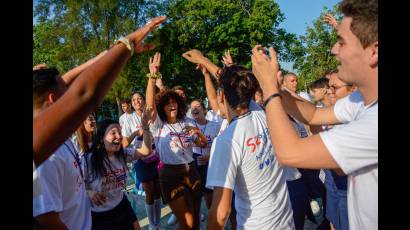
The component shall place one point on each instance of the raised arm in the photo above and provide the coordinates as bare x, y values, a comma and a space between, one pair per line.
154, 64
291, 150
196, 57
329, 19
146, 147
201, 140
85, 93
71, 75
220, 208
305, 111
210, 89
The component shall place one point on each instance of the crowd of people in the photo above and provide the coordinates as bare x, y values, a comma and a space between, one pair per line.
260, 154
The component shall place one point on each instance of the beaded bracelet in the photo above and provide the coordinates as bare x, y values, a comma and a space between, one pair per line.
154, 76
270, 98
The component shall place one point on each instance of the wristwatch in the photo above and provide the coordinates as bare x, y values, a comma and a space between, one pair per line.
127, 43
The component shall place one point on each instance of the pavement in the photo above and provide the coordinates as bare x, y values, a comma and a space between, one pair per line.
138, 203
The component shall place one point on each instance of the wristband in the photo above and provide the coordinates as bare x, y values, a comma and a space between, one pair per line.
154, 76
127, 43
270, 98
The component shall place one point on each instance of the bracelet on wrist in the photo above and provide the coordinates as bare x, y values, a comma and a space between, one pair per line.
154, 76
127, 43
270, 98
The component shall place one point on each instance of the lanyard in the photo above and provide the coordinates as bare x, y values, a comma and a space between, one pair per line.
239, 117
203, 132
179, 138
76, 158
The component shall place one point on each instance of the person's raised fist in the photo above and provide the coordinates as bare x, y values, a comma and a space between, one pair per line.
195, 56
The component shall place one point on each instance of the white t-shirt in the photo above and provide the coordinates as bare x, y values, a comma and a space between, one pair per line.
130, 123
36, 182
305, 95
210, 130
173, 145
63, 189
354, 147
212, 116
113, 181
253, 106
243, 159
224, 124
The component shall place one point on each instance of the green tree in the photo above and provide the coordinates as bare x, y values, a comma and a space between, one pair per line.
214, 26
82, 29
315, 58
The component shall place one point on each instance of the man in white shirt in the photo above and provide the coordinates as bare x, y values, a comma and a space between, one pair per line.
352, 147
63, 190
243, 159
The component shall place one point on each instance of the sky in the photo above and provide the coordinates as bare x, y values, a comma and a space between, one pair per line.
299, 14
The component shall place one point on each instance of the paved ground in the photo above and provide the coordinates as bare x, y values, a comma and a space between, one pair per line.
138, 202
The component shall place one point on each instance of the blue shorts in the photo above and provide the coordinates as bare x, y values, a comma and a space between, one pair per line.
299, 200
145, 172
336, 205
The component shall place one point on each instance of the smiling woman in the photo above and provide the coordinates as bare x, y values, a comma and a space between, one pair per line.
106, 175
175, 136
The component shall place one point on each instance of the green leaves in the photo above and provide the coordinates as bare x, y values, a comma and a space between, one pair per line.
69, 32
313, 56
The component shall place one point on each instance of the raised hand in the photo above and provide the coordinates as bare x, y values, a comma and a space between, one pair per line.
195, 56
227, 59
202, 68
190, 130
203, 159
40, 66
147, 115
138, 36
329, 19
99, 198
154, 63
265, 69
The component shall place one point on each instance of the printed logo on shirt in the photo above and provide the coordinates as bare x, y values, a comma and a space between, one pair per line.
113, 180
177, 138
79, 179
263, 152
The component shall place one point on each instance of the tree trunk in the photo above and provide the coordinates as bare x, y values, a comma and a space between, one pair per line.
118, 106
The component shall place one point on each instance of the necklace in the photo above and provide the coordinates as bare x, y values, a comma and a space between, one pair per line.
176, 133
76, 158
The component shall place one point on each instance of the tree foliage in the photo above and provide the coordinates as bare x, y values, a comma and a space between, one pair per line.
214, 26
315, 58
69, 32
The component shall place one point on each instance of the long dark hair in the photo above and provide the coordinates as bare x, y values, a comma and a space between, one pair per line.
239, 85
99, 153
163, 98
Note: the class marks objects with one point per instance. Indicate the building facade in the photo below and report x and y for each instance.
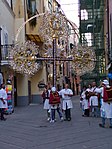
(92, 33)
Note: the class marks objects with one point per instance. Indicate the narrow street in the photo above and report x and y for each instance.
(27, 128)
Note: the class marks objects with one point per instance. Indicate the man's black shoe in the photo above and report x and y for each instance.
(3, 119)
(69, 119)
(101, 125)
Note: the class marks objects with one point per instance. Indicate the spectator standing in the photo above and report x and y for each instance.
(106, 107)
(66, 94)
(3, 101)
(54, 102)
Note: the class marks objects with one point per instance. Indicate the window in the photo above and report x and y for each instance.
(31, 7)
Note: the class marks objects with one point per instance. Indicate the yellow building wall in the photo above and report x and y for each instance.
(39, 76)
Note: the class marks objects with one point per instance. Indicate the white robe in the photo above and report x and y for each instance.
(66, 100)
(106, 108)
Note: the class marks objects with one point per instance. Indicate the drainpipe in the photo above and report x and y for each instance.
(0, 49)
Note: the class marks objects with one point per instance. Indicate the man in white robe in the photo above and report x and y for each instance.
(66, 94)
(106, 107)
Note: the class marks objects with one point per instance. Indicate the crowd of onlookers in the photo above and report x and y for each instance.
(59, 101)
(97, 101)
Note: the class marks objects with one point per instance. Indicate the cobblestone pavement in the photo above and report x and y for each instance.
(27, 128)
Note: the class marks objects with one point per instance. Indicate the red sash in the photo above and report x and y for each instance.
(107, 94)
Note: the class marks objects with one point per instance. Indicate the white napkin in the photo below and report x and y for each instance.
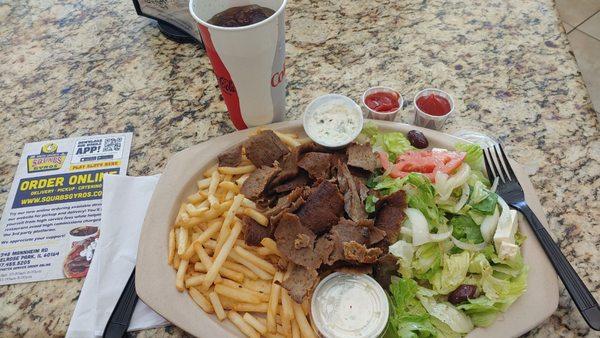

────

Work instructions: Pictures don't belong in the copy. Transcribe every record exactly as it appears.

Task response:
The component shall place one point on each instance of the raised arm in the photo above and provide the coordinates as bare x, y values, a comma and a space between, one pair per line.
154, 64
291, 150
196, 57
329, 19
146, 147
201, 140
85, 93
71, 75
220, 208
305, 111
210, 89
The component shall place one point on each instance of the crowd of people in the photo above and provide the coordinates as bare x, y values, a comma and a space between, one pair per line.
260, 154
The component shall place one point on each instance of the beaded bracelet in the photo above and provide the coordinates as bare x, y values, a comma and a space between, one pair per line.
154, 76
270, 98
The component shall place one point on each instance of the wristwatch in the photo above and provide the coordinates as bare x, y values, a comma and a space between, one pair per line.
127, 43
The component shall place one point on each instance of the pavement in the photo above and provide the coordinates as bare x, y values, a comma and a space between, one pair per line.
138, 203
The component shall place one point on each instance of the wristband in the photo above and provide the coordinates as bare x, y values, a comma and a space between, one pair per line.
154, 76
127, 43
270, 98
The component shall place one point on each instance of the bracelet on wrist in the photo above and provide the coordinates as bare x, y values, a comma and a space between, one pair per line.
154, 76
127, 43
270, 98
The component shall place one point on each instance of the lanyard in the photo above and provide the coordinates as bare x, y values, a comma and a space between, one pair per line.
239, 117
203, 132
179, 138
76, 158
The component shall place one point on each instance of the person's raised fist in the photo above and provide the coordinates as bare x, y values, a comma and a space between, one pair per line.
195, 56
The component shall place one point on each instance of the white t-shirt in the photo above and provide the coordinates as bare x, y values, a comma and a space between, one pair per line.
130, 123
36, 182
305, 95
210, 130
173, 145
63, 189
354, 147
212, 116
113, 181
253, 106
243, 159
224, 124
The component shall place one point on each instance of the green tree in the photo above and provide the coordinates as bare x, y values, a comma and a space between, one pair per line.
214, 26
82, 29
315, 58
The component shall place one point on each instance of the man in white shirt in the photo above and provide the coordinates as bare x, y values, a comma and a space between, one pair per line.
352, 147
63, 190
243, 159
The component shall place one point on each instance of the sky in the photo above and provide the coordinates as bare x, y values, a comma and a space between, one pair per line.
299, 14
The component shall place one point on each instance of the paved ground in the photo above and provide the coordinates as bare x, y values, a comma and a space between, one pair per line.
138, 202
The component shall place one point on each instance of the blue shorts in the photo above and provide the coordinates as bare x, y values, a comma and a space between, one pair per line.
299, 200
145, 172
336, 205
The component shall place one point on each instance of the smiling woman in the photo above and provide the coordinates as bare x, y values, a comma and a space between, one pair per line.
106, 175
175, 136
The component shall place one point on each instance of the green leaves in the photo above and provide the coordinates as bare x, y values, a comma and a space between, one pair per line.
69, 32
313, 56
The component shall place one point on each instance of the raised hand in the photo above and provide the coordinates as bare x, y values, a comma and a space between, one pair per line.
195, 56
227, 59
202, 68
190, 130
203, 159
40, 66
147, 115
138, 36
329, 19
99, 198
154, 63
265, 69
The component shall place one point on each instance of the printed logo on shirt in the photo above and provide the coordinates as bare x, y values, a comma and a space between, one pair per line.
113, 180
177, 138
79, 179
263, 152
The component shall place one point on each instance of the tree trunk in the photo above and provide the coordinates as bare x, y values, a comma and a space between, one pair per line.
118, 106
The component shall place one point on each instance of the necklace in the photo above and provide the coordinates as bare x, y values, a comma and a space between, one pair per line.
176, 133
76, 158
The component shall place one point on each instance of the tree foliage in the photo above and provide the coordinates as bare x, y values, a comma and a space between, one pair per line.
214, 26
315, 58
69, 32
The component shall place one point on each instance of the long dark hair in the photo above and provide the coordinates as bare x, y values, a comma and a space between, one pair per line.
239, 85
99, 153
163, 98
Note: the class marks objects with one point per instance. Indicate the building facade in the photo below and report x and y for each instance.
(92, 33)
Note: the class marks objects with one point per instance. Indicate the narrow street in the photo above and report x and y for each instance.
(27, 128)
Note: the class marks objects with one point per instance. Indicate the man's black shoe in the photo above and report x and y for each instance.
(3, 119)
(69, 119)
(101, 125)
Note: the class marks objects with one point per instance. Indicate the spectator standing in the photo above and report x and y for each instance.
(106, 107)
(66, 94)
(3, 101)
(54, 102)
Note: the class marks objects with one point per instance. Indicate the window in the photo above and report x and y for each instance.
(31, 7)
Note: the class marks objects with one point per instance. Indicate the yellow building wall in the photo above and report x and y for each instance.
(39, 76)
Note: the class marks objects with one point per instance. Indicate the white robe in the photo above and report x and y for each instance.
(66, 100)
(106, 108)
Note: the class marks objects with one point per instance. Indicate the drainpipe in the photo above and report x and y for each instance.
(0, 49)
Note: the class marks objects with one point per instance. Indicate the man in white robe in the photo above and report x and y for each instance.
(66, 94)
(106, 107)
Note: the class marks objects with one point per instance. Indicate the crowd of onlookers in the photo above and report x and y for each instance.
(59, 101)
(97, 101)
Note: the class marks objects with one point per instance. Indicate the cobblestone pavement in the photo above and report x and y for each instance.
(27, 128)
Note: the class marks objects with one point per instance. Indicate the red sash in the photo above and report x and y for each instance.
(107, 94)
Note: the class marks objects with one point per instance. Indicate the white napkin in the photo below and report x and y for each instance.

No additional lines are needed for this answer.